# What you are asked to do
Extend the passage on abnormal protein aggregation, starting after its final sentence.

# Selected passage

Abnormal Protein Aggregation

The fourth and arguably most major cause of PD is the accumulation of misfolded proteins. This is because since most age related neurodegenerative diseases share the common feature of excess protein disposition we can deduce that protein aggregation is toxic for neurons. During protein folding, proteins change from a primary to tertiary structure. A primary structure is very simply a sequence of amino acids that form a polypeptide or protein. Several hundreds of these amino acids are linked to form a long chain. To become a tertiary protein the amino acid chain coils into a corkscrew shape called an alpha helix. This corkscrew shape is due to the hydrogen bonds formed between the oxygen atom on the end of a -CO- bond on the first amino acid and the hydrogen on the -NH- bond on the end of the fourth amino acid.

Beta pleated sheets are also a much more loose option when hydrogen bonding occurs along the amino acid.

# Dataset excerpts

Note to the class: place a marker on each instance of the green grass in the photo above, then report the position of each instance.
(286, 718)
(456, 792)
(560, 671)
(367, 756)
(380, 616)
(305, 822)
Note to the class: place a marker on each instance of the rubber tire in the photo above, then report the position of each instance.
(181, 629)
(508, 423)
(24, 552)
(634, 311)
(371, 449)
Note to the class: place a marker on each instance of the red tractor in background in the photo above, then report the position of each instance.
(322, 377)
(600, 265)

# Answer
For the secondary protein structure to change into a tertiary structure three more types of bonding need to occur. Firstly, as already discussed, hydrogen bonds form between any form of R group. This includes any strong polar groups, such as -NH-, -CO-, -OH- groups. Disulfide bonds also need to occur between the two sulfur-containing cysteine molecules. The disulfide bonds are strong covalent bonds and can only be broken using a reducing agent. Ionic bonds also occur between NH3+ and COO- groups. Due to the ionised nature of these bonds however, they can be easily broken by changing the pH of the environment. Lastly. Weal hydrophobic interactions hold non-polar R groups together/ The R groups tend to stay together mostly because they are repelled by the watery environment surrounding them. After this is complete the protein molecule becomes a compact structure resulting from the three dimensional coiling of the already folded chain of amino acids.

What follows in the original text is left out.